Set problem 1:
In the tea tasting notes, list the flavors named in the sentence that begins "A little chalk and earth".
Set problem 2:
Rescale the records from the line containing "occurrence of blue" up to and including the last line of the records. Reproduce every line, requests included. Multiply each bounding box coordinate in the answers by 1.5 and round to whole numbers, rounding halves up. Leave the requests and their format samples unchanged.

Page excerpt:

━━━━━━━━━━━━━━━━

3-5th steeps are gaining astringency but still nice. Flavor is starting to get where I want it, I should’ve broken up the leaf a little bit but oh well. A little chalk and earth, a little citrus, a little eggplant. 6th+ are all pretty similar, nice astringency level and decent flavors. Not intensely exciting and absolutely not worth the $50-100 that a cake is going for to me. Good though.
Preparation
Woke up today craving a ripe instead of my usual raw so I pulled out this sample from mrmopar. Nice dark nuggets with a weird small bit of light colored leaf and a light twig/stem. Odd, but whatever. After the rinse there is a decent strength ripe smell that, fortunately, faded pretty quickly in following steeps. 1st steep is bright and very very sweet but not very flavorful. 2nd steep smells like old books. Very deep brown soup, lovely. Taste is still mild and sweet. It’s got a perfect astringency level for me, it’s there enough for the tea not to be flat and boring but it’s not drying me up. There’s some cooked fruit flavor deep in the throat. 3rd steep continues to please.
At this point I’m already digging around Taobao for a cake of this. It’s tremendous. It’s everything I never knew a shou could be. It’s not fishy and rank. It’s sweet and smooth and DAMN MAN. Just when I thought I was going to be able to get away with ignoring ripe puer forever and focusing my efforts on raw, you bastards make me want it all.

━━━━━━━━━━━━━━━━

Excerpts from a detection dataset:

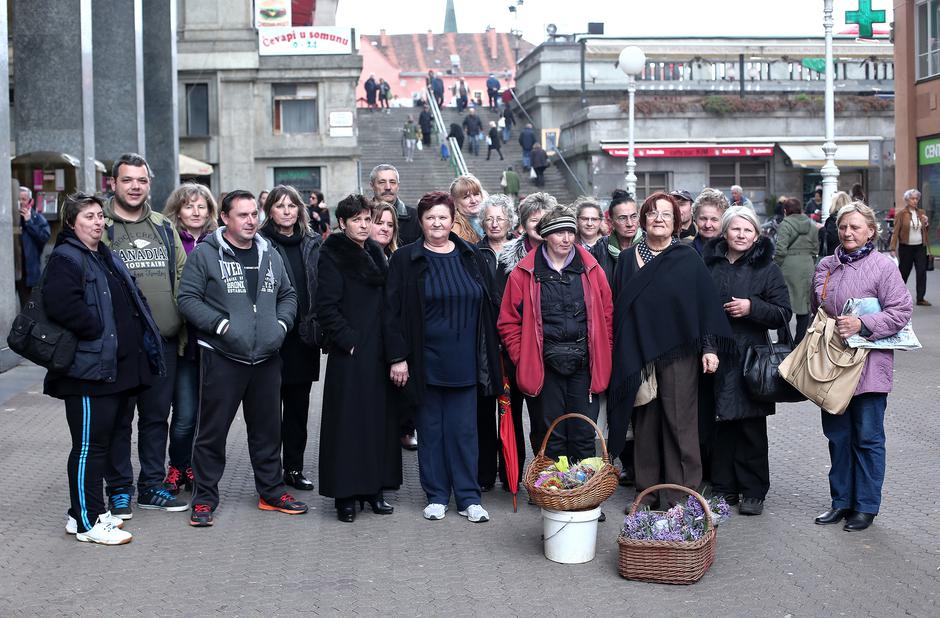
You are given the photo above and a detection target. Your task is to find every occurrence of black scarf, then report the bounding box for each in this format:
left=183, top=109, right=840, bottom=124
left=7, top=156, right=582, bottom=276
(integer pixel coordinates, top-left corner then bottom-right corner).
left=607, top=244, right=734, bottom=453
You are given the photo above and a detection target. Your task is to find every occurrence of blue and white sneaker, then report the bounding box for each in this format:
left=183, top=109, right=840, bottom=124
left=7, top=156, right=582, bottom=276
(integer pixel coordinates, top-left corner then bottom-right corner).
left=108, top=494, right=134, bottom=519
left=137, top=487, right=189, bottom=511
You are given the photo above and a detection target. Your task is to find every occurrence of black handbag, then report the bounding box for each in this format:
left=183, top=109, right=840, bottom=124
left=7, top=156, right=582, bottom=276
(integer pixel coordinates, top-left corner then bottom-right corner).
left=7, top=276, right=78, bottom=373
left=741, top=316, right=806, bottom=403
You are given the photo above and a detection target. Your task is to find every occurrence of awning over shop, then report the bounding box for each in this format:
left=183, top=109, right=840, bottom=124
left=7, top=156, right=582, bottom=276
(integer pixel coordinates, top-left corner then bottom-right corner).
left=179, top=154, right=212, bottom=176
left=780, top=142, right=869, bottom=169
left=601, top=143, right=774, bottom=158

━━━━━━━━━━━━━━━━

Task solution 1:
chalk, earth, citrus, eggplant

Task solution 2:
You are given the photo above and a detection target. Your task is to find every occurrence of blue and white sneaker, then report the bounding box for each in this format:
left=183, top=109, right=840, bottom=124
left=7, top=156, right=582, bottom=276
(integer pixel coordinates, top-left corner then bottom-right corner).
left=162, top=741, right=201, bottom=779
left=206, top=731, right=284, bottom=767
You are given the photo above and a detection target. Your task is to find every occurrence of black handbag, then report the bounding box for each in this format:
left=183, top=109, right=840, bottom=124
left=7, top=156, right=582, bottom=276
(integer pixel coordinates, top-left corner then bottom-right corner).
left=11, top=414, right=117, bottom=560
left=1112, top=474, right=1209, bottom=605
You are given the photo above and a detection target. Your task is to find every occurrence of awning over shop, then report the bounding box for each in this format:
left=183, top=109, right=840, bottom=124
left=7, top=156, right=582, bottom=276
(integer pixel coordinates, top-left corner then bottom-right corner).
left=269, top=231, right=318, bottom=264
left=1170, top=213, right=1304, bottom=254
left=902, top=215, right=1161, bottom=237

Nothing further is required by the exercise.